▶ _WRITTEN EXERCISE_
Echo the full analysis qualifying exam text that follows, word for word and symbol for symbol.

▶ _TEXT PASSAGE_

UMD Analysis Qualifying Exam/Jan09 Real

Problem 1

(a) Let $f, g$ be real valued measurable functions on $[0, 1]$ with the property that for every $x \in [0, 1]$ , $g$ is differentiable at $x$ and $g^{'} (x) = (f (x))^{2} .$

Prove that $f \in L^{1} [0, 1]$

(b) Suppose in addition that $f$ is bounded on $[0, 1] .$ Prove that

$2 \int_{0}^{1} g (x) f^{2} (x) d x = g^{2} (1) - g^{2} (0) .$

Solution 1

Problem 3

Let $f \in L^{1} (- \infty, \infty)$ and suppose $α > 0$ . Set $f_{n} (x) = \frac{f (n x)}{n^{α}}$ for $n = 1, 2, \dots$ . Prove that for almost every $x \in (- \infty, \infty)$ ,

$\lim_{n \to \infty} f_{n} (x) = 0$

Solution 3

Change of variable

By change of variable (setting u=nx), we have

$\int | f_{n} (x) | d x = \int \frac{| f (u) |}{n^{α + 1}} d u (*)$

Monotone Convergence Theorem

Define $u_{n} (x) = \sum_{i = 1}^{n} | f_{i} (x) |$ .

Then, $u_{n}$ is a nonnegative increasing function converging to $\sum_{i = 1}^{\infty} | f_{i} (x) |$ .

Rows from a dataset
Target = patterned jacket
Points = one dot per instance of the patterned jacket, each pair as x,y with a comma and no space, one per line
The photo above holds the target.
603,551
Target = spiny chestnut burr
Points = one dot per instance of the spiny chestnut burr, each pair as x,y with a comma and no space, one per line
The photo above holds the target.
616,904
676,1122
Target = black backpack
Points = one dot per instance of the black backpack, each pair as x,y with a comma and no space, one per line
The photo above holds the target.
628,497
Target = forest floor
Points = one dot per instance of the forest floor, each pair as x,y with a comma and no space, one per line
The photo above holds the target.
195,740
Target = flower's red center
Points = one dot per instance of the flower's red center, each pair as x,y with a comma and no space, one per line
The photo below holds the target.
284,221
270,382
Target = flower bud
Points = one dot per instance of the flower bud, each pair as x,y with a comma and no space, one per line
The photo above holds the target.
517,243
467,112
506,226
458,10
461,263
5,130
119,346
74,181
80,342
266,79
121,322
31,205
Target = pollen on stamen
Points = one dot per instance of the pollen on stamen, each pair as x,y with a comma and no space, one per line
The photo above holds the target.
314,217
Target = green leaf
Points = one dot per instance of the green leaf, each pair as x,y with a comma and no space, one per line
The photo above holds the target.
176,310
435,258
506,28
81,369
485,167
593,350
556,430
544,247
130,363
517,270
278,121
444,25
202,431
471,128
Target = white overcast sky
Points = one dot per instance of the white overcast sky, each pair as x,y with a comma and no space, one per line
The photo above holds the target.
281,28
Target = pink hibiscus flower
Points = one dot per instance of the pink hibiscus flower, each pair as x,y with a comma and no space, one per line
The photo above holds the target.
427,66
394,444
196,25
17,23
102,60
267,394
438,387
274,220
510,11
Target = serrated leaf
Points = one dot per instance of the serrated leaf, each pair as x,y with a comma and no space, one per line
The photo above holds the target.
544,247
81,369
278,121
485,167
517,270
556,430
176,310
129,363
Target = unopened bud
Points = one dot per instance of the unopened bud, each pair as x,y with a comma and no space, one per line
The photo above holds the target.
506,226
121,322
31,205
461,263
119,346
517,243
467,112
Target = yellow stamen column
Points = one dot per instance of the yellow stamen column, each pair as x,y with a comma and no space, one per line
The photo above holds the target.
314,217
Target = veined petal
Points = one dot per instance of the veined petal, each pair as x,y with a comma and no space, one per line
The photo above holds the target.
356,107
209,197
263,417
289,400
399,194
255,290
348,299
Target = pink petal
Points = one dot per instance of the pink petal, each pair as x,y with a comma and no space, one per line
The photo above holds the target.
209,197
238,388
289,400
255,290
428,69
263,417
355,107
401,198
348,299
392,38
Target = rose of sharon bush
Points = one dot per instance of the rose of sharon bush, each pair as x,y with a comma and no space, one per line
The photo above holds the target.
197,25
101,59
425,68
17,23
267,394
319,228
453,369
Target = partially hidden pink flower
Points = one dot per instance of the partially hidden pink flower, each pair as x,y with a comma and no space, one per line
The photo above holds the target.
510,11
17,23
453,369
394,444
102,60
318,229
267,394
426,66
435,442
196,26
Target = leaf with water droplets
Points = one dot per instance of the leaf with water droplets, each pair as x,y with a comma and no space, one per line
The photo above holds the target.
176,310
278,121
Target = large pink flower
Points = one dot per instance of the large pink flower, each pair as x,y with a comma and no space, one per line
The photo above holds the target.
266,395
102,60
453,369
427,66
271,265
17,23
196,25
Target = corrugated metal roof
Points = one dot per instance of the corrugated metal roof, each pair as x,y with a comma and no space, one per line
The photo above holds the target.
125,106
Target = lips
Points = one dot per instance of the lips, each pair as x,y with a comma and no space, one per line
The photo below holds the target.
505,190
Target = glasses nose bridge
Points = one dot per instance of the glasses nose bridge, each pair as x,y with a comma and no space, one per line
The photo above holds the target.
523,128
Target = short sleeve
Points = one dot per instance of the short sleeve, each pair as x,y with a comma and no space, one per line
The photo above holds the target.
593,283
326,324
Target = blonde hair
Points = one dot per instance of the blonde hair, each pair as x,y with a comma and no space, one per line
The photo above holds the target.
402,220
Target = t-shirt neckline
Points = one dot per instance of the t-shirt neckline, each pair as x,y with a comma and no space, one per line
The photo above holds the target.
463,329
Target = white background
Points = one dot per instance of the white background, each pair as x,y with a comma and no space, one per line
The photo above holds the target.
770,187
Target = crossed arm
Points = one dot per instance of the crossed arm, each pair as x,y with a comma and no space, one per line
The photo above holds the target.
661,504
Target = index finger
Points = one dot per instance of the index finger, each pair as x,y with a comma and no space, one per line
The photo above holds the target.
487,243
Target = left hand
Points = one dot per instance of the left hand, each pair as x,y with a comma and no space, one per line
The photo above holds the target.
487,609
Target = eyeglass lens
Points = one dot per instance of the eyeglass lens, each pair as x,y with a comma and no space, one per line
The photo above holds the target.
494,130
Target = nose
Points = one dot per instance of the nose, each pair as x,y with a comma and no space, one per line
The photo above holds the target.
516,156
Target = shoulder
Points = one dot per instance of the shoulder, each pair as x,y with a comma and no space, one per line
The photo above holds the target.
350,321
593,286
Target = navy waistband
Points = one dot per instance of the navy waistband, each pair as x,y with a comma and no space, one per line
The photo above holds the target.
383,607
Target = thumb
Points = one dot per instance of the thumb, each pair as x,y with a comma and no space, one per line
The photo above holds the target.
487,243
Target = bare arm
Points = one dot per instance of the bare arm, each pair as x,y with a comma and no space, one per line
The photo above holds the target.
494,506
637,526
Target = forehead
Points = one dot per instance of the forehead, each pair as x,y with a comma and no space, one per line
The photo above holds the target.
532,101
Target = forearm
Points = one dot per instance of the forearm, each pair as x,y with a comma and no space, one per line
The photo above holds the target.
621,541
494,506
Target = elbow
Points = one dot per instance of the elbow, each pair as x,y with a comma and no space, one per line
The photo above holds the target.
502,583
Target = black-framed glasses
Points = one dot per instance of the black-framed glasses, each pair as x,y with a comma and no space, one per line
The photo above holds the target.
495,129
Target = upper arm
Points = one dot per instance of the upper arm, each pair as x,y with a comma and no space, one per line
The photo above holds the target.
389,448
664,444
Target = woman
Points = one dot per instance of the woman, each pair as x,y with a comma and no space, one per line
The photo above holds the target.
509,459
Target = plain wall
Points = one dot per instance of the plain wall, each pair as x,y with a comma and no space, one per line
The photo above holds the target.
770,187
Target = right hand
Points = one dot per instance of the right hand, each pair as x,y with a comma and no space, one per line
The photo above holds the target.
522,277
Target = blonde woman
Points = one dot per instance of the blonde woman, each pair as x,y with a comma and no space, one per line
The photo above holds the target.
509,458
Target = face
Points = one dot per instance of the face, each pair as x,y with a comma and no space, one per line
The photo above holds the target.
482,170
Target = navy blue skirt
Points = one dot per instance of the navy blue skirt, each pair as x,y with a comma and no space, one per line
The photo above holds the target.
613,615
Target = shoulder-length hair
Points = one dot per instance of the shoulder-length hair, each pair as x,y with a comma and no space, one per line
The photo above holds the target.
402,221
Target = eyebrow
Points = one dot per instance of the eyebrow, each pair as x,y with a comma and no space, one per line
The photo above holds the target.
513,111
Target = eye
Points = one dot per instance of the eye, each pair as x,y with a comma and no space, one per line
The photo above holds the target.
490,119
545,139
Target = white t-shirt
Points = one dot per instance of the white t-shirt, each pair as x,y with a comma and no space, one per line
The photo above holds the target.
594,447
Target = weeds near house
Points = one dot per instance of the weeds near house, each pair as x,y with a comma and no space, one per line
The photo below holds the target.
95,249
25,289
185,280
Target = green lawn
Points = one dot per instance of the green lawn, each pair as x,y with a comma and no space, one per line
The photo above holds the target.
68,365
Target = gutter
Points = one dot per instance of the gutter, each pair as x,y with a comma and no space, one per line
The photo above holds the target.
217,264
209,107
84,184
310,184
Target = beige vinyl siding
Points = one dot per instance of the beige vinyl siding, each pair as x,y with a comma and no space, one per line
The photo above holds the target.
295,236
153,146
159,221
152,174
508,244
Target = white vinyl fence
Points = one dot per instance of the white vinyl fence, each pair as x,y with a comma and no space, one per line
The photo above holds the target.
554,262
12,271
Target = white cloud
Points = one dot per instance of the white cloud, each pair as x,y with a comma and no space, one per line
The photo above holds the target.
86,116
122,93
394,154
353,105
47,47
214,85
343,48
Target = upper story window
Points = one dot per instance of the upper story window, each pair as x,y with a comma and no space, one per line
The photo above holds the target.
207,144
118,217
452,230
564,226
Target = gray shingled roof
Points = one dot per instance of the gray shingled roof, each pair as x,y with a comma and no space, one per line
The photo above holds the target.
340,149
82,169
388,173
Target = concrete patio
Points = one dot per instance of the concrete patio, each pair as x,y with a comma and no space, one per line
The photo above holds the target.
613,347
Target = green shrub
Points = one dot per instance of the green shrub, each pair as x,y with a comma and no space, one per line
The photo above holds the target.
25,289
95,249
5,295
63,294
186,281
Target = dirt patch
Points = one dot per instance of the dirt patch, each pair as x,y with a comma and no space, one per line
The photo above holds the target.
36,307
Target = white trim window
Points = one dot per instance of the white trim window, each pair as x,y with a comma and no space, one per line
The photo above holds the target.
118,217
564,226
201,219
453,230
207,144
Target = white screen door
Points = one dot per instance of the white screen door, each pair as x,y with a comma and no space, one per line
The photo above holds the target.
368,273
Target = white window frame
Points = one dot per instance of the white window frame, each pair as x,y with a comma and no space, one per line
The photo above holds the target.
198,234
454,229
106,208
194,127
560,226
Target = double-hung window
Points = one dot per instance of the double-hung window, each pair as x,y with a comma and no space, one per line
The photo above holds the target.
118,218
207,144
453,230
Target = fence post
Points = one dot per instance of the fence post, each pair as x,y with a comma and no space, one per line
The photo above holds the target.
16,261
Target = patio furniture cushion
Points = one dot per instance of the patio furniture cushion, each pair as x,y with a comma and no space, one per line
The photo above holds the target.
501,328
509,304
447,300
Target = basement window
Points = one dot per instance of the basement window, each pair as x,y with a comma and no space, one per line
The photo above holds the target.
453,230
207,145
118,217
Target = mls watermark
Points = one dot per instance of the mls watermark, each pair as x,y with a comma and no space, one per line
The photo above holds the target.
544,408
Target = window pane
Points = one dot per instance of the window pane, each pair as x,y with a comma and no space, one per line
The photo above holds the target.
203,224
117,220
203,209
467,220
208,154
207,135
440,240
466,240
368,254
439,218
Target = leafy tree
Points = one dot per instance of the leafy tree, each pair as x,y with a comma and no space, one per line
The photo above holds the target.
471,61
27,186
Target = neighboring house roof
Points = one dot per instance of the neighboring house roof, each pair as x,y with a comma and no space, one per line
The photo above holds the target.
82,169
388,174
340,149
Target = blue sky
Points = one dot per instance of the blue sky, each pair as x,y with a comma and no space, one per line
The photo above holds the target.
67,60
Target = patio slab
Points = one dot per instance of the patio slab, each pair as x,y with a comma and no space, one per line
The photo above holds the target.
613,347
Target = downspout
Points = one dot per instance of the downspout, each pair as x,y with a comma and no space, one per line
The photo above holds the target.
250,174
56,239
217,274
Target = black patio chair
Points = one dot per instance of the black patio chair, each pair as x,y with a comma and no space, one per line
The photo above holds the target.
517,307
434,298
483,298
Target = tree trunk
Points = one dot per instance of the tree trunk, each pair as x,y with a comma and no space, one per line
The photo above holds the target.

▶ _WRITTEN ANSWER_
UMD Analysis Qualifying Exam/Jan09 Real

Problem 1

(a) Let $f, g$ be real valued measurable functions on $[0, 1]$ with the property that for every $x \in [0, 1]$ , $g$ is differentiable at $x$ and $g^{'} (x) = (f (x))^{2} .$

Prove that $f \in L^{1} [0, 1]$

(b) Suppose in addition that $f$ is bounded on $[0, 1] .$ Prove that

$2 \int_{0}^{1} g (x) f^{2} (x) d x = g^{2} (1) - g^{2} (0) .$

Solution 1

Problem 3

Let $f \in L^{1} (- \infty, \infty)$ and suppose $α > 0$ . Set $f_{n} (x) = \frac{f (n x)}{n^{α}}$ for $n = 1, 2, \dots$ . Prove that for almost every $x \in (- \infty, \infty)$ ,

$\lim_{n \to \infty} f_{n} (x) = 0$

Solution 3

Change of variable

By change of variable (setting u=nx), we have

$\int | f_{n} (x) | d x = \int \frac{| f (u) |}{n^{α + 1}} d u (*)$

Monotone Convergence Theorem

Define $u_{n} (x) = \sum_{i = 1}^{n} | f_{i} (x) |$ .

Then, $u_{n}$ is a nonnegative increasing function converging to $\sum_{i = 1}^{\infty} | f_{i} (x) |$ .